RECORDS PROVIDED —
-=-=-

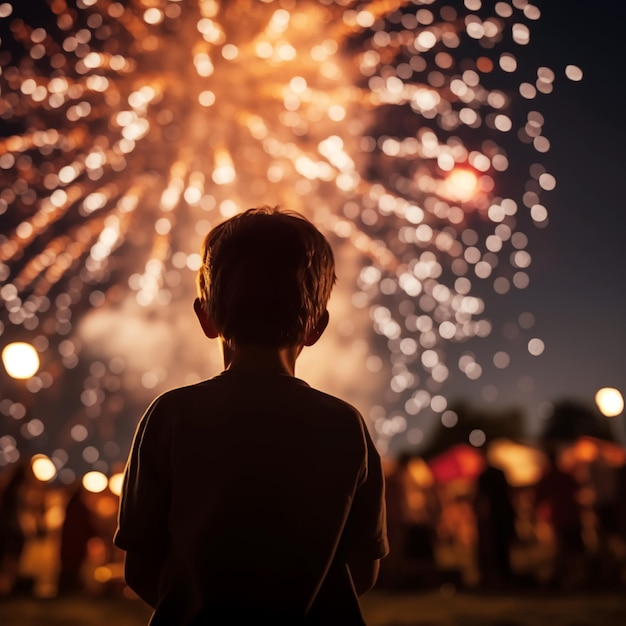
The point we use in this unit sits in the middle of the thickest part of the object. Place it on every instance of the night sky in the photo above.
(578, 275)
(576, 294)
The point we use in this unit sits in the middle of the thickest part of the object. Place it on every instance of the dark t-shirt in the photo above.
(254, 492)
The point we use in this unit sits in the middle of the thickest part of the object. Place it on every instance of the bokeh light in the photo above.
(128, 130)
(43, 468)
(610, 401)
(20, 360)
(95, 481)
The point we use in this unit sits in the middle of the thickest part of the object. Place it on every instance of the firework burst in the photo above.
(129, 129)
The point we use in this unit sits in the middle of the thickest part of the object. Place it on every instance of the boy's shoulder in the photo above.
(261, 392)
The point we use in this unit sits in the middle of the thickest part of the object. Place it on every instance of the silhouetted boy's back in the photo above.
(251, 497)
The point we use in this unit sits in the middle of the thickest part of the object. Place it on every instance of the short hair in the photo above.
(266, 277)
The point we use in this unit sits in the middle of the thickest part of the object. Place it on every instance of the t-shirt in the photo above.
(254, 491)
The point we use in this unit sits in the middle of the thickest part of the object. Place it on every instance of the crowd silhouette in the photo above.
(565, 530)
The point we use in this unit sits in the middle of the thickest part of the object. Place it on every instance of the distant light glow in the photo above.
(20, 360)
(95, 482)
(143, 125)
(610, 401)
(43, 468)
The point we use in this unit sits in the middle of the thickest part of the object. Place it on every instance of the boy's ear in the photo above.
(317, 331)
(208, 327)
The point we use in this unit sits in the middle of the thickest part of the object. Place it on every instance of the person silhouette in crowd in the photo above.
(557, 502)
(78, 528)
(12, 535)
(495, 521)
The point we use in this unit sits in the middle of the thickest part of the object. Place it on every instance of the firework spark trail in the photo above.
(130, 128)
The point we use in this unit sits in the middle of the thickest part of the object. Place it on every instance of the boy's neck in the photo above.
(261, 359)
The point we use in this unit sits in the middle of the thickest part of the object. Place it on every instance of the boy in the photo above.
(251, 498)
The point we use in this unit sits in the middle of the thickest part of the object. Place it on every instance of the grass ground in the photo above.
(433, 608)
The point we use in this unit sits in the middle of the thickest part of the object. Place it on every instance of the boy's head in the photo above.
(266, 278)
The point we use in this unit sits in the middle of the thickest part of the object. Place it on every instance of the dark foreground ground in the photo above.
(433, 608)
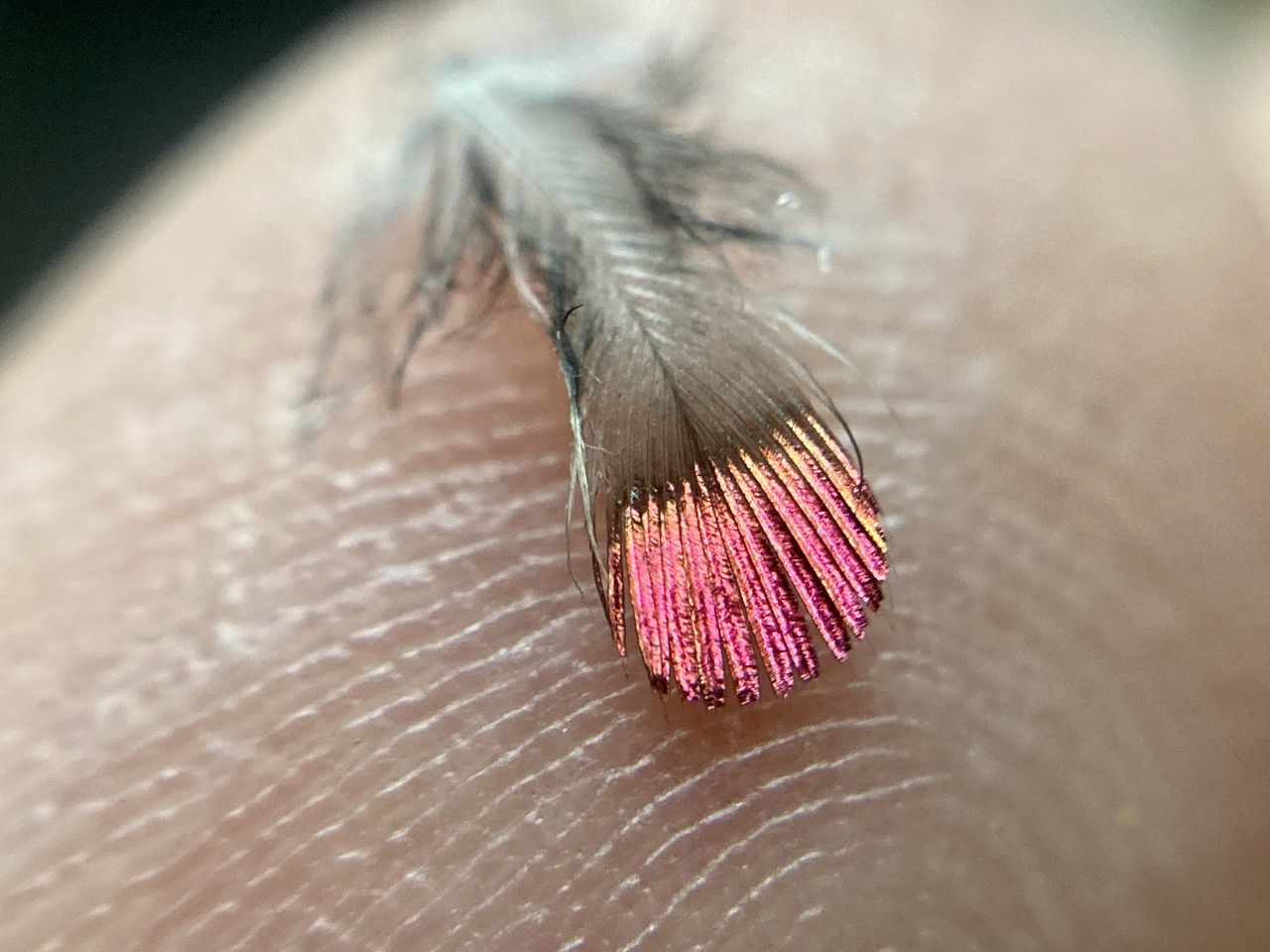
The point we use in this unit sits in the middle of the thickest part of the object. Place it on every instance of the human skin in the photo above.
(349, 697)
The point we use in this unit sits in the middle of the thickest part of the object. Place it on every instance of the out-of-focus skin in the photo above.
(350, 698)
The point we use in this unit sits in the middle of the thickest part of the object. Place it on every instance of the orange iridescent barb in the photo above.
(742, 555)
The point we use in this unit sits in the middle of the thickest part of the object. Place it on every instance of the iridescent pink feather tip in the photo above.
(737, 524)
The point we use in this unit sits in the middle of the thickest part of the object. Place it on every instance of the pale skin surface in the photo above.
(353, 699)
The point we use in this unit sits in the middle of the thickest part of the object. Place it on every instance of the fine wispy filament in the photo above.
(726, 522)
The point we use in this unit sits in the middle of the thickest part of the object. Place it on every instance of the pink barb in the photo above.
(843, 475)
(735, 553)
(729, 606)
(615, 593)
(781, 630)
(853, 549)
(643, 601)
(680, 630)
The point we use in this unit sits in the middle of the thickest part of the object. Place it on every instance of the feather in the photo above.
(724, 518)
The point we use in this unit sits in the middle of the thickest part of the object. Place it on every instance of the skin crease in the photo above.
(350, 698)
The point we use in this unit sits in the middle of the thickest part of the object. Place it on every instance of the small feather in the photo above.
(733, 518)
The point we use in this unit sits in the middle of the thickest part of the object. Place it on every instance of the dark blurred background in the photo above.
(90, 96)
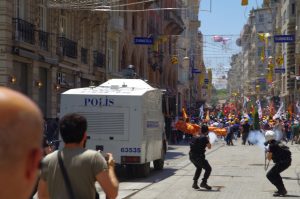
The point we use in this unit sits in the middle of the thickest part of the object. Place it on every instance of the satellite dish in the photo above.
(238, 42)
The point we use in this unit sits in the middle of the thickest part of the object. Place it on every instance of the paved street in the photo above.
(237, 172)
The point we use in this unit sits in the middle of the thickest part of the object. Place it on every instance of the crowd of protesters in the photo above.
(239, 126)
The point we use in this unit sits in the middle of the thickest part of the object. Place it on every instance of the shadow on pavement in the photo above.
(154, 176)
(173, 155)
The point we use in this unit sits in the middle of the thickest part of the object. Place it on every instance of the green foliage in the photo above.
(218, 94)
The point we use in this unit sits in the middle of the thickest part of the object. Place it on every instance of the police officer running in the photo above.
(281, 156)
(197, 157)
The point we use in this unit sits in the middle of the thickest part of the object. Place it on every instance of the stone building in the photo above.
(47, 47)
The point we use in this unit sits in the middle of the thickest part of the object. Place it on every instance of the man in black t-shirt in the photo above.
(245, 131)
(281, 156)
(197, 157)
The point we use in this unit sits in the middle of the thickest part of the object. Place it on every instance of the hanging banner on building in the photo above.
(174, 60)
(143, 40)
(279, 70)
(284, 38)
(279, 60)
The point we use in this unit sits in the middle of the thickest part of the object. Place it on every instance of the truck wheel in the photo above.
(159, 164)
(142, 170)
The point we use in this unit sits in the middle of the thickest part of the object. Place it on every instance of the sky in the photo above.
(224, 18)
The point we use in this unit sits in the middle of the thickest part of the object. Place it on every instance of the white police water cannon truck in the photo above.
(124, 118)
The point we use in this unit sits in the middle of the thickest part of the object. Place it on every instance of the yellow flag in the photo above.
(261, 37)
(279, 60)
(207, 116)
(244, 2)
(184, 115)
(270, 73)
(262, 54)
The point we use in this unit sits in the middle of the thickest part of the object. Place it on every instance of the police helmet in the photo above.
(270, 135)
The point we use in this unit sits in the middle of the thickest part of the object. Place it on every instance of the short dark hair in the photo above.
(72, 128)
(204, 128)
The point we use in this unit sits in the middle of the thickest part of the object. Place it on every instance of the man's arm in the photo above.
(208, 145)
(269, 155)
(108, 180)
(43, 190)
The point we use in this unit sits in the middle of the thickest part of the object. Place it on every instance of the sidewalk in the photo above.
(237, 173)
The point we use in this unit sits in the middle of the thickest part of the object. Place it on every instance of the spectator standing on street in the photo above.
(245, 131)
(281, 156)
(83, 167)
(197, 157)
(21, 131)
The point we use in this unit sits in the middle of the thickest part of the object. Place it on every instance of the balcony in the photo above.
(67, 47)
(84, 55)
(175, 25)
(116, 24)
(99, 59)
(24, 31)
(44, 40)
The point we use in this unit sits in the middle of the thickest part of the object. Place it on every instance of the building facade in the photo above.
(47, 47)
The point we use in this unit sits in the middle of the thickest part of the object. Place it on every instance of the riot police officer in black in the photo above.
(281, 156)
(197, 157)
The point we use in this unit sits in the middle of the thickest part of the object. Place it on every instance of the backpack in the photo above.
(285, 152)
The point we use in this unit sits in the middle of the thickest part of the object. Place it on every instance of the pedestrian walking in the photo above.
(245, 131)
(281, 156)
(197, 157)
(21, 131)
(73, 171)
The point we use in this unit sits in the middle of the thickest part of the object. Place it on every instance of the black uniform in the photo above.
(281, 156)
(197, 157)
(246, 129)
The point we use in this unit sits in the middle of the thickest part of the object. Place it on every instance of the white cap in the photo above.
(270, 135)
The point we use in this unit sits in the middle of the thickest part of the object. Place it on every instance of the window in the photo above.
(293, 9)
(62, 25)
(260, 18)
(43, 15)
(133, 22)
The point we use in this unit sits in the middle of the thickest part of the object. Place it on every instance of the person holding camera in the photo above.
(21, 131)
(72, 172)
(281, 156)
(197, 157)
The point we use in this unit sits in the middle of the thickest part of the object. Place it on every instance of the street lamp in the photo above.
(292, 75)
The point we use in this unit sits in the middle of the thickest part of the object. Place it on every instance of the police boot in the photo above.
(281, 192)
(195, 185)
(205, 185)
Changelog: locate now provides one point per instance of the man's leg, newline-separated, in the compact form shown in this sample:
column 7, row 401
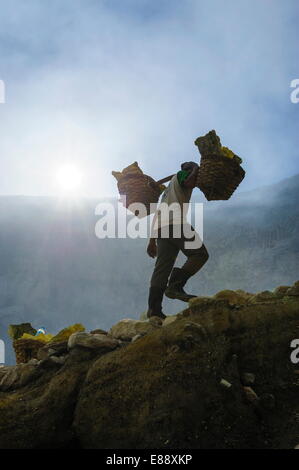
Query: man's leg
column 166, row 255
column 196, row 258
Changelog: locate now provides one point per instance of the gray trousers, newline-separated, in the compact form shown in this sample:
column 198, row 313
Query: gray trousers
column 167, row 252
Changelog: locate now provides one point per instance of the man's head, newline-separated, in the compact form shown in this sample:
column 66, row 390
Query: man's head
column 187, row 166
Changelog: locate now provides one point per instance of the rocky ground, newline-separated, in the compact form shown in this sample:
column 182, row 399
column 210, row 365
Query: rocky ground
column 217, row 375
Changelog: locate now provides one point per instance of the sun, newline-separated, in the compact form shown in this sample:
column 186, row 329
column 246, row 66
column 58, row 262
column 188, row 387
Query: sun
column 69, row 178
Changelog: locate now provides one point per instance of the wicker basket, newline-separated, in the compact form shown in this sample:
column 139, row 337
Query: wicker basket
column 218, row 175
column 139, row 188
column 136, row 187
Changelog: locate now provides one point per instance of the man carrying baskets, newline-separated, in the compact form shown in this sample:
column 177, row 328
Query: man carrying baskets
column 169, row 237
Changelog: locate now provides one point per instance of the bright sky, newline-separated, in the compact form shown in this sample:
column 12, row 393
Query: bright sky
column 94, row 85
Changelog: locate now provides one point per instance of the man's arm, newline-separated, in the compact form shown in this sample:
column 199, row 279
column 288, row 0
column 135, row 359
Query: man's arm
column 152, row 245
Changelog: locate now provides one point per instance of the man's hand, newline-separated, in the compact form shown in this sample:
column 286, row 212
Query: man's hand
column 152, row 248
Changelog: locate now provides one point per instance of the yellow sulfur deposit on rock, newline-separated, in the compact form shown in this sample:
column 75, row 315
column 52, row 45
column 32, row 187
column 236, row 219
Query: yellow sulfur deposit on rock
column 64, row 334
column 41, row 337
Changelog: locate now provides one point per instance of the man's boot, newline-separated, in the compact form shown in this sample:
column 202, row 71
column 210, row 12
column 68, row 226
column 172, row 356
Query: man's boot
column 155, row 303
column 176, row 283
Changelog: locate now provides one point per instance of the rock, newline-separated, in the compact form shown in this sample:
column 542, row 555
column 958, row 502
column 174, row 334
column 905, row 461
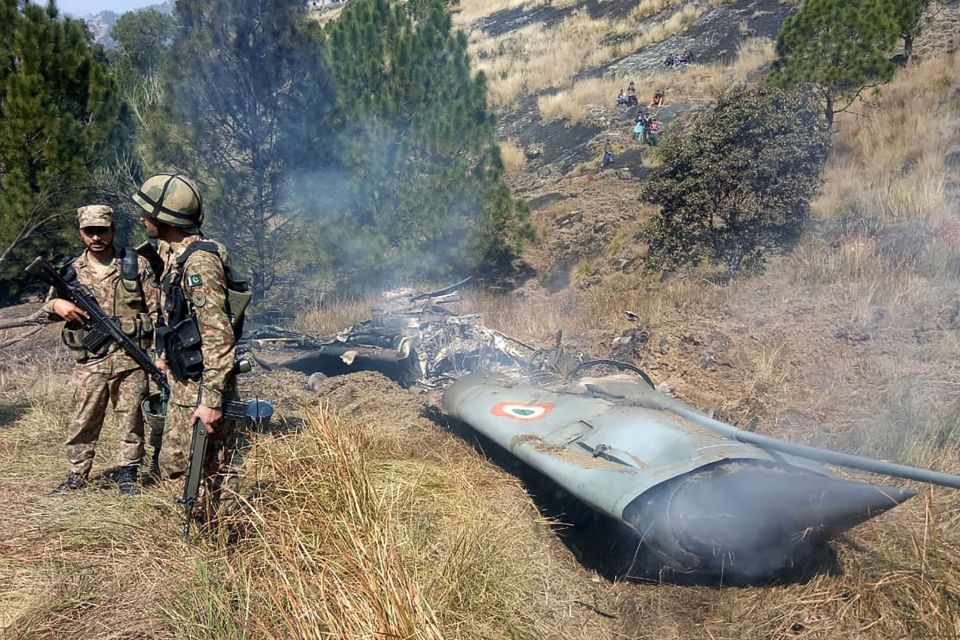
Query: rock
column 567, row 221
column 315, row 381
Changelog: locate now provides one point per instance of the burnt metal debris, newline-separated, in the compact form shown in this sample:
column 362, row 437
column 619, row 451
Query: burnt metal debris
column 703, row 496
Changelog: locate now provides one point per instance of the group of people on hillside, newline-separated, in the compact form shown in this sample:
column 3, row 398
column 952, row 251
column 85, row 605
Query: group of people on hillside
column 629, row 98
column 678, row 59
column 647, row 129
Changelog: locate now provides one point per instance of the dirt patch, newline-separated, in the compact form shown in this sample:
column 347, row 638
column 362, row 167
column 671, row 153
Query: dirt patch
column 508, row 20
column 714, row 36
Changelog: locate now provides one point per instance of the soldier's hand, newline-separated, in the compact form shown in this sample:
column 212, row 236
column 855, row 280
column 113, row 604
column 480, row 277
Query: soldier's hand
column 209, row 417
column 69, row 311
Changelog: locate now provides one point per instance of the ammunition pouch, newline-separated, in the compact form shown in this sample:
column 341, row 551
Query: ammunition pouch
column 180, row 346
column 77, row 339
column 145, row 330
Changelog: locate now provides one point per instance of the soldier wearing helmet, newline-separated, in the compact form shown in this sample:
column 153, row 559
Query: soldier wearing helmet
column 118, row 281
column 195, row 337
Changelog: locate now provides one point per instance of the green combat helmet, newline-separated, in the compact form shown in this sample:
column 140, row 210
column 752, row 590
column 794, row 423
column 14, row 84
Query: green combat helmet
column 172, row 199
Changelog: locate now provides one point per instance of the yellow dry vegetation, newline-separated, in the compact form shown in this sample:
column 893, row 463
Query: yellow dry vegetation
column 697, row 82
column 513, row 156
column 890, row 166
column 528, row 60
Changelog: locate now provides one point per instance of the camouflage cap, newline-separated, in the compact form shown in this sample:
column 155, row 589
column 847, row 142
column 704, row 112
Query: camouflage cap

-=-=-

GOAL OF THE EXERCISE —
List every line from the entries above in which "camouflage" appears.

EXPECTED ANSWER —
Changelog: locate now provides one point per instance of the camouflage cap, newline-separated, in the compact form shown in this sample:
Query: camouflage cap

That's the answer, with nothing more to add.